[Text provided]
★ ★ ★ ★ ★ ★ ★

There's what they think they want and what they actually need, which are two different things. And so I think what they think they want is some tactic that's going to immediately help them start a business. typically actually need is the courage to be willing to be wrong and to be willing to have shame by failing at things in front of people.

whose opinions they care about. And I think that's, if I rewind the clock for me, it was probably one of the hardest things that I had to get over. And so I think that's why maybe my message resonates with a lot of people is because it was so hard for me to get over. And what's interesting is...

basically anybody who's listening, the harder it is for you to break free of whatever kind of mental prison you've made for yourself, whether that's real or just in your head, the more compelling your story will be when you break through it. because it will resonate with even more people. For the people that it was easy, that...

Their story doesn't have a lot of, like, I was immediately an entrepreneur. Like, I wasn't like that. I had a job when I was in high school. I had a job immediately out of college. Some people were like, I was selling lemonade out of the back of my, you know, thing when I was 13. I didn't do any of that. Like, school failed me. I actually was pretty.

good at school. I didn't have any of those issues, you know what I mean? And so I had a pretty clear career path. And so I had what many would consider like, I had a real opportunity cost. So I had a white collar job, and I had a GMAT score above Harvard's Midscore. And so...

★ ★ ★ ★ ★ ★ ★

[Source excerpt]
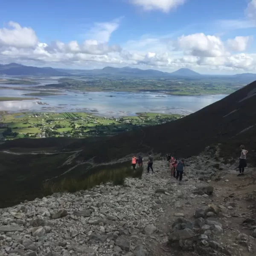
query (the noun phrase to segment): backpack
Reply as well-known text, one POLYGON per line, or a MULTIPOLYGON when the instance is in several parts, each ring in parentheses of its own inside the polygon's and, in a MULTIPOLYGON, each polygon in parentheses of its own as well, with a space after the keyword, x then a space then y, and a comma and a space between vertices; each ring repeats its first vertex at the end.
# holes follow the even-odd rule
POLYGON ((184 167, 184 165, 183 163, 181 163, 181 161, 179 161, 179 163, 177 164, 177 170, 183 170, 183 167, 184 167), (180 167, 180 168, 179 167, 180 167))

★ ★ ★ ★ ★ ★ ★

[Written instruction 1] Update the transcript from "There's what they" to "what's interesting is...", putting "nerve" in place of "courage".
[Written instruction 2]
Answer these questions from the transcript:
(a) What did the speaker have immediately out of college?
(b) What was the speaker's GMAT score above?
(c) According to the speaker, what happens to your story the harder it is for you to break free of your mental prison?

[Response 1]
There's what they think they want and what they actually need, which are two different things. And so I think what they think they want is some tactic that's going to immediately help them start a business. typically actually need is the nerve to be willing to be wrong and to be willing to have shame by failing at things in front of people.

whose opinions they care about. And I think that's, if I rewind the clock for me, it was probably one of the hardest things that I had to get over. And so I think that's why maybe my message resonates with a lot of people is because it was so hard for me to get over. And what's interesting is...

[Response 2]
(a) A job.
(b) Harvard's midscore.
(c) Your story becomes more compelling when you break through it.